Brazilian Rainbow Boa


Patient Records

Brazilian Rainbow boa – Epicrates cenchria

The rainbow boa family includes 5 sub-species:

  • E.C.Cenchria: Brazilian, Peruvian, Espirito Santo
  • E.C Crassus: Paraguayan, Central Highlands
  • E.C Mauro’s: Colombian, Marajo Island
  • E.C Assisi: Coating
  • E.C Alexei: Argentine

These gorgeous animals hail from central and south America. The live in humid habitats such as the Amazon rainforest. This means they require a fair amount of humidity in captivity to stay healthy.

The Brazilian Rainbow Boa (BRB) is consider by many to be one of the most beautiful snakes in the world. Its rich red color along with heavy green-blue iridescence makes it very striking. Installing high quality UV lights in their enclosure wil make it easier for you to appreciate their beauty. We find that our BRB is nocturnal, like most of the other boas, and prefers to stay hidden during the day. Many people would take away the hides to prevent their BRB from being out of site. We feel that is a bit selfish. If a snake wants to hide, we let them. Their healthy and mental well being is our first priority. We are just lucky that we also get to enjoy seeing these animals when they do choose to show themselves.

Many of the other Rainbow boas are paler in color and range from a pale yellow to browns and even greys. They all share similar black markings and the brilliant iridensence. The Brazilian’s rich red color is unique to them.


Donovan is the only Rainbow Boa currently housed at Snake Haus. He came to us as a rescue due to significant facial injuries. His previous owner had been keeping him in an enclosure that was way too hot. He had been trying so hard to get out of his oven like enclosure that he severely damaged his nose pushing at the door. Over time the scarring caused multiple layers of retained shed to build up. When we took him in his retained shed was so tight he could not open his mouth to eat properly. After spending some time in one of our ICU enclosures we were able to remove the retained shed for him. That very same day he ate his first meal in more than 6 months and has continued to grow and improve with time.

Follow this link to watch a video of Sara removing Donovan’s retained shed. At the time this video was taken Donovan had completely stopped trying to shed on his own. You can see how thick it is in the video. This is an example of how repeated retained sheds can become life threatening. Poor Donovan was essentially a prisoner in his own skin.

--

**Tasks to perform:**
(1) In the rainbow boa page, rewrite the stretch from "Brazilian Rainbow boa – Epicrates" through "to stay healthy.", swapping "humidity" for "moisture".
(2) According to the rainbow boa page, how long had Donovan gone without a meal before the day his retained shed was removed?

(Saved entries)
--

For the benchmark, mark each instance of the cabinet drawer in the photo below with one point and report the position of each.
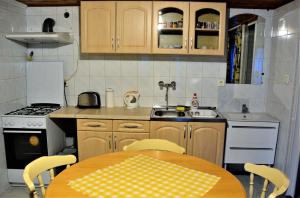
(243, 155)
(251, 137)
(94, 125)
(131, 126)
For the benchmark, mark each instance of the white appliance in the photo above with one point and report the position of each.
(251, 141)
(29, 132)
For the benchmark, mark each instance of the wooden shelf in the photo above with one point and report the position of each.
(171, 29)
(207, 30)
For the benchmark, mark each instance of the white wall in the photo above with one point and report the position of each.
(127, 72)
(282, 81)
(12, 69)
(232, 96)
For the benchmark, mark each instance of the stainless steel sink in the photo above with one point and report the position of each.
(172, 114)
(167, 113)
(203, 113)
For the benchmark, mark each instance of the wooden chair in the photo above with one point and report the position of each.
(154, 144)
(273, 175)
(36, 167)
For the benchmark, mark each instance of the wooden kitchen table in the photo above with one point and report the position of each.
(227, 186)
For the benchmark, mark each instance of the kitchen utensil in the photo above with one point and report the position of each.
(109, 93)
(131, 99)
(89, 100)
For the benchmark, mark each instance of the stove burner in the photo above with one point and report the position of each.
(34, 110)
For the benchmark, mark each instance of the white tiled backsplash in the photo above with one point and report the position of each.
(125, 72)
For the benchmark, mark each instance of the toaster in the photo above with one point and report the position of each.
(89, 99)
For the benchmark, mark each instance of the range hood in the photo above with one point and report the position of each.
(41, 37)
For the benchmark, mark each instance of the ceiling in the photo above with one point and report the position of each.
(254, 4)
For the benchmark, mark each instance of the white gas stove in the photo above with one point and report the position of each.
(28, 132)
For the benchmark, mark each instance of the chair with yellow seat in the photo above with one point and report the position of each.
(154, 144)
(272, 175)
(42, 164)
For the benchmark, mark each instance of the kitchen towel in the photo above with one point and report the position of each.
(144, 176)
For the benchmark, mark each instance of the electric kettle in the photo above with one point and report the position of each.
(131, 99)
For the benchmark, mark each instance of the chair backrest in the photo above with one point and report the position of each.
(36, 167)
(154, 144)
(273, 175)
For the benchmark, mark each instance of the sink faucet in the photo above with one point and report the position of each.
(161, 85)
(245, 109)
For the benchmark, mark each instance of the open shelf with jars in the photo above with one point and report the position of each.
(170, 30)
(207, 23)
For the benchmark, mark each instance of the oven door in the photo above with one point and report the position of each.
(23, 146)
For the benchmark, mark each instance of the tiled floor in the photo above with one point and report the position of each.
(21, 192)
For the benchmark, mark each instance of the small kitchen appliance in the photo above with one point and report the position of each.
(89, 99)
(131, 99)
(109, 94)
(28, 132)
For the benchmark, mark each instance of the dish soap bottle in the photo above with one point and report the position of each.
(195, 103)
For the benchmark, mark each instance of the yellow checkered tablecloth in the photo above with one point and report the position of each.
(144, 176)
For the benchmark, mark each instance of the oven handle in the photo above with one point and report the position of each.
(23, 132)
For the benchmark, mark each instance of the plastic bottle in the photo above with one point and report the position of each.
(195, 103)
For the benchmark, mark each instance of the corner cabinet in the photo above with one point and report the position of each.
(189, 28)
(207, 28)
(170, 27)
(122, 27)
(201, 139)
(158, 27)
(97, 26)
(134, 21)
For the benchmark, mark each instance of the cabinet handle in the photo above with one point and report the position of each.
(131, 126)
(115, 139)
(109, 143)
(118, 42)
(93, 125)
(248, 148)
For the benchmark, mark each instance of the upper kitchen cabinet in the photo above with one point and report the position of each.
(170, 27)
(98, 26)
(207, 28)
(134, 21)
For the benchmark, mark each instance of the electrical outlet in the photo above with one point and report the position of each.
(286, 79)
(221, 83)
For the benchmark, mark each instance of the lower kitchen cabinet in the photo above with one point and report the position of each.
(206, 140)
(172, 131)
(201, 139)
(122, 139)
(96, 136)
(91, 143)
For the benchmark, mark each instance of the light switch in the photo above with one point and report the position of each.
(286, 79)
(221, 83)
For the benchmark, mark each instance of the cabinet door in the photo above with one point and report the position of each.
(122, 139)
(134, 20)
(207, 28)
(170, 27)
(206, 140)
(97, 26)
(91, 143)
(173, 131)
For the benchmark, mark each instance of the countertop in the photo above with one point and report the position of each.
(117, 113)
(249, 117)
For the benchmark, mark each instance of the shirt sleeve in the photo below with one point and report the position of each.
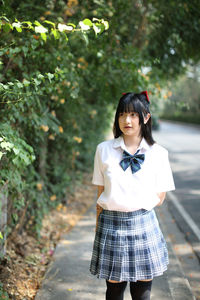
(164, 177)
(98, 178)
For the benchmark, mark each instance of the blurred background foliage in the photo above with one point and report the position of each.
(58, 92)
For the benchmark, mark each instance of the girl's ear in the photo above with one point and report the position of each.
(146, 118)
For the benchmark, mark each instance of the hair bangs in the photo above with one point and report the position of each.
(127, 106)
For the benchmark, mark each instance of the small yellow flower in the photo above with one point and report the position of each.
(77, 139)
(39, 186)
(51, 137)
(60, 129)
(53, 198)
(44, 127)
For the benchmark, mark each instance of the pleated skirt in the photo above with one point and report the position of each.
(128, 246)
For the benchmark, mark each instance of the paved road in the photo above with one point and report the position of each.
(183, 143)
(68, 277)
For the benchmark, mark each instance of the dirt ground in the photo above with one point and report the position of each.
(27, 258)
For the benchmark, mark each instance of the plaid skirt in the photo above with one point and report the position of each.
(128, 246)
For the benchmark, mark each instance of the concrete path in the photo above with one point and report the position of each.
(68, 276)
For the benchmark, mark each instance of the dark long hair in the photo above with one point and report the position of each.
(137, 103)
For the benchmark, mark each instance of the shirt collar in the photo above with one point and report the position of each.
(119, 142)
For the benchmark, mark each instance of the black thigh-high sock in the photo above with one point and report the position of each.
(140, 290)
(115, 291)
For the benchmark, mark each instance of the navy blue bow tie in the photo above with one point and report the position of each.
(132, 160)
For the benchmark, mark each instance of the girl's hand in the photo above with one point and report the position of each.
(98, 207)
(162, 198)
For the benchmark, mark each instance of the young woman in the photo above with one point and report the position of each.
(132, 173)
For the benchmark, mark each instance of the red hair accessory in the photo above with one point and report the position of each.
(146, 94)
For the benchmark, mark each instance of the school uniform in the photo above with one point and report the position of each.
(129, 244)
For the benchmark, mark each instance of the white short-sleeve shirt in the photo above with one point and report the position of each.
(124, 191)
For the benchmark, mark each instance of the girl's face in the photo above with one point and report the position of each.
(129, 123)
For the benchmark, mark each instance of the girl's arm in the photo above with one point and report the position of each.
(162, 198)
(99, 208)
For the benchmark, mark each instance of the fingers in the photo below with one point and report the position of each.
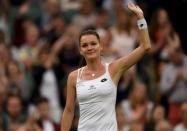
(135, 9)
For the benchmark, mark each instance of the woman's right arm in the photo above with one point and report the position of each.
(68, 113)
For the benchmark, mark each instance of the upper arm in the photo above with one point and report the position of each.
(119, 66)
(71, 92)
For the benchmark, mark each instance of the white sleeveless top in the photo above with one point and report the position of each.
(97, 99)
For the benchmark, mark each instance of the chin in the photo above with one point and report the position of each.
(91, 57)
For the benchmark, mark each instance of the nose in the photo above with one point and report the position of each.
(90, 47)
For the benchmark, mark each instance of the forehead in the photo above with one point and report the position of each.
(88, 38)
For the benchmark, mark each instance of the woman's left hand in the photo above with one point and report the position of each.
(136, 9)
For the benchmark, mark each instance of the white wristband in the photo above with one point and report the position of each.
(142, 24)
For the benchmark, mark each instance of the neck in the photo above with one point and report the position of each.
(93, 65)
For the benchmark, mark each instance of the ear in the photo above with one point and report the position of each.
(80, 52)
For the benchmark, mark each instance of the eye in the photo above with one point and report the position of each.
(93, 43)
(84, 45)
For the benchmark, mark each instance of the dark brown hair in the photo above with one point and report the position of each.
(89, 32)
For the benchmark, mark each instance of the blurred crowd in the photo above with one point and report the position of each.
(39, 47)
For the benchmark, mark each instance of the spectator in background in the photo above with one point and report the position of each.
(48, 73)
(183, 125)
(15, 77)
(86, 16)
(50, 8)
(163, 125)
(56, 28)
(137, 107)
(121, 120)
(14, 116)
(162, 34)
(29, 50)
(45, 122)
(157, 115)
(136, 126)
(173, 82)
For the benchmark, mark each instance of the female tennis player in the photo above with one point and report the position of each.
(95, 84)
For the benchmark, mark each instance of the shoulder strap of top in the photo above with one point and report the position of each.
(106, 68)
(80, 70)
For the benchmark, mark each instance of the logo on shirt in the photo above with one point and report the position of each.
(104, 79)
(91, 87)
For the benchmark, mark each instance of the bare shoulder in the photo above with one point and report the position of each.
(73, 75)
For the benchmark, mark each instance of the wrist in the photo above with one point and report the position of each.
(142, 24)
(140, 16)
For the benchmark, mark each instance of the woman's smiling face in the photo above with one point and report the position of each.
(90, 47)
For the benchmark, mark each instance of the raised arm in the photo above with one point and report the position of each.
(119, 66)
(68, 113)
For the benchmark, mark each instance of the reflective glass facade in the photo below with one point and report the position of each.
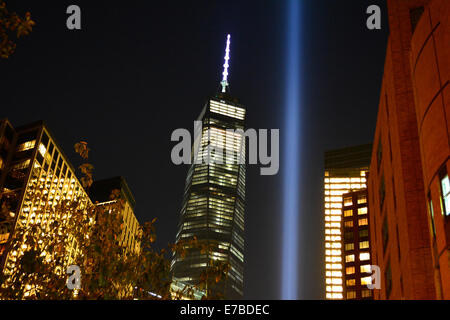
(36, 178)
(345, 171)
(214, 198)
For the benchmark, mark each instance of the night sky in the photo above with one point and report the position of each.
(140, 69)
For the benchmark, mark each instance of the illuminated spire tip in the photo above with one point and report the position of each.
(224, 82)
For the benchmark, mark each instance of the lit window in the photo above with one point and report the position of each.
(348, 213)
(42, 149)
(364, 244)
(348, 201)
(362, 199)
(350, 270)
(445, 190)
(362, 210)
(364, 256)
(365, 268)
(26, 145)
(363, 233)
(366, 293)
(366, 280)
(363, 222)
(350, 282)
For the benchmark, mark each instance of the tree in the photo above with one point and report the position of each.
(11, 24)
(87, 235)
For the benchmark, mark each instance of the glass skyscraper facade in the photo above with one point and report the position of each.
(214, 198)
(345, 171)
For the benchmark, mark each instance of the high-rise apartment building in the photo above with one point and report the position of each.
(356, 246)
(345, 171)
(214, 196)
(408, 184)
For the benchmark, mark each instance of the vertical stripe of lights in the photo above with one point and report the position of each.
(291, 192)
(226, 65)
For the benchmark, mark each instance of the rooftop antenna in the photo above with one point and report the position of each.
(224, 81)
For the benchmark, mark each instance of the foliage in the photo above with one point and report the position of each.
(12, 24)
(78, 232)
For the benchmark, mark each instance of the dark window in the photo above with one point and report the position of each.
(363, 233)
(388, 280)
(385, 233)
(348, 236)
(415, 15)
(431, 213)
(382, 191)
(45, 139)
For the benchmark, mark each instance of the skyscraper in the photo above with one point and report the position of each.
(214, 197)
(35, 177)
(356, 246)
(345, 171)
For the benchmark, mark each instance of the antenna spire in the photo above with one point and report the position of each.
(224, 81)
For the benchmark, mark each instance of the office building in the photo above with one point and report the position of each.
(356, 246)
(35, 177)
(101, 192)
(345, 171)
(214, 197)
(408, 183)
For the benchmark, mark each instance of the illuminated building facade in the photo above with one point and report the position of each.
(356, 246)
(100, 193)
(35, 177)
(345, 171)
(214, 199)
(408, 185)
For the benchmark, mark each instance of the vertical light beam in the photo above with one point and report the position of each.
(291, 191)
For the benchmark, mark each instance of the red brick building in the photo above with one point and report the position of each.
(430, 71)
(410, 156)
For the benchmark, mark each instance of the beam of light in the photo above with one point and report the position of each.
(291, 190)
(226, 65)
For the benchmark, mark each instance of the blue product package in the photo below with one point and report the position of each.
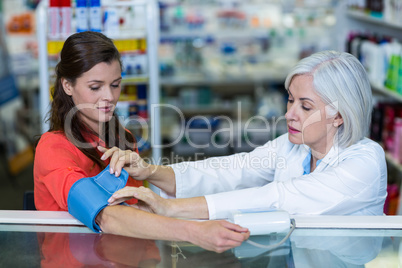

--

**Answers per task:**
(1)
Brazilian Rainbow boa – Epicrates cenchria

The rainbow boa family includes 5 sub-species:

  • E.C.Cenchria: Brazilian, Peruvian, Espirito Santo
  • E.C Crassus: Paraguayan, Central Highlands
  • E.C Mauro’s: Colombian, Marajo Island
  • E.C Assisi: Coating
  • E.C Alexei: Argentine

These gorgeous animals hail from central and south America. The live in humid habitats such as the Amazon rainforest. This means they require a fair amount of moisture in captivity to stay healthy.

(2) More than 6 months.